■ PAGE EXTRACT ■
* * * * * * *
Although strongly leftist, the SPD was willing to compromise. Only through its support did the governing CDU/CSU pass a de-Nazification law that its coalition partner the Free Democratic Party (FDP) and the far-right German Party voted against.[30] At the same time, the SPD opposed the pro-West integration of West Germany because they believed that made a re-unification of Germany impossible. Austria could have become a sovereign neutral state in 1956, but a 1952 Soviet suggestion for Germans to form a neutral state was ignored by the CDU/CSU–FDP government. After 17 years in opposition, the SPD became the junior partner in a grand coalition with the CDU/CSU which lasted from 1966 to 1969. After the 1969 federal election, the SPD's Willy Brandt became Chancellor in a coalition with the liberal Free Democratic Party (FDP). His government sought to normalise relations with East Germany and the Eastern Bloc, a policy known as Ostpolitik.[31] The party achieved its best ever result of 45.8 per cent in 1972, one of only three occasions in which it formed the largest Bundestag faction.[32] After Brandt's resignation in 1974, his successor Helmut Schmidt served as Chancellor until 1982, when the SPD returned to opposition.[33]

During the Peaceful Revolution in East Germany, the East German SPD was refounded. It merged with the West German party in 1990, shortly before German reunification.[34] The SPD returned to government under Gerhard Schröder after the 1998 federal election in a coalition with The Greens.[35] This government was re-elected in 2002 but defeated in 2005.[36] The SPD then became junior partner of a grand coalition with the CDU/CSU until 2009. After a term in opposition, they again served as junior partner to the CDU/CSU after the 2013 federal election.[37] This arrangement was renewed after the 2017 federal election.[38] SPD narrowly won against the CDU/CSU in the September 2021 federal election, becoming the biggest party in the federal parliament (Bundestag).[39] Social Democrat Olaf Scholz became the new chancellor in December 2021, and formed a coalition government with the Green Party and the Free Democrats (FDP).[40]

Party platform

Sigmar Gabriel, Vice-Chancellor of Germany (2013–2018) and former chairman of the SPD

The SPD was established as a Marxist party in 1875. It underwent a major shift in policies, reflected in the differences between the Heidelberg Program of 1925 which called for "the transformation of the capitalist system of private ownership of the means of production to social ownership"[41] and the Godesberg Program of 1959 which aimed to broaden the party's voter base and to move its political position toward the political centre.[42] After World War II, the SPD was re-formed in West Germany after being banned by the Nazi regime; in East Germany, it merged with the Communist Party of Germany to form the ruling Socialist Unity Party of Germany. Under the chairmanship of Kurt Schumacher, the SPD was a socialist party representing the interests of the working class and of trade unions. With the 1959 Godesberg Program, the party evolved from a socialist working-class party to a modern social-democratic party working within democratic capitalism. The SPD's Hamburg Programme, adopted in 2007, describes democratic socialism as "an order of economy, state and society in which the civil, political, social and economic fundamental rights are guaranteed for all people, all people live a life without exploitation, oppression and violence, that is in social and human security" and as a "vision of a free, just and solidary society", the realization of which is emphasized as a "permanent task". Social democracy serves as the "principle of action".[43]

The party platform of the SPD espouses the goal of social democracy, which it envisions as a societal arrangement in which freedom and social justice are paramount. According to the party platform, political freedom, justice and social solidarity form the basis of social democracy.
* * * * * * *
■ RAW RECORDS ■
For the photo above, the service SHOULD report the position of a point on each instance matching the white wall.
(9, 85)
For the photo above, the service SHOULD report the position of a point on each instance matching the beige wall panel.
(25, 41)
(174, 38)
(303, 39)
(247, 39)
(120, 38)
* * * * * * *
■ WORK TO COMPLETE ■
A – Reproduce the SPD passage word for word from "The party platform of" to "of social democracy.".
B – Arrange the lines of the records as a numbered list, from the line with "beige wall panel." through the last line of the records, leaving out any blank lines.
The SPD passage and the records have nothing to do with each other.

■ ANSWERS FOR THE EXERCISE ■
A –
The party platform of the SPD espouses the goal of social democracy, which it envisions as a societal arrangement in which freedom and social justice are paramount. According to the party platform, political freedom, justice and social solidarity form the basis of social democracy.

B –
1. For the photo above, the service SHOULD report the position of a point on each instance matching the beige wall panel.
2. (25, 41)
3. (174, 38)
4. (303, 39)
5. (247, 39)
6. (120, 38)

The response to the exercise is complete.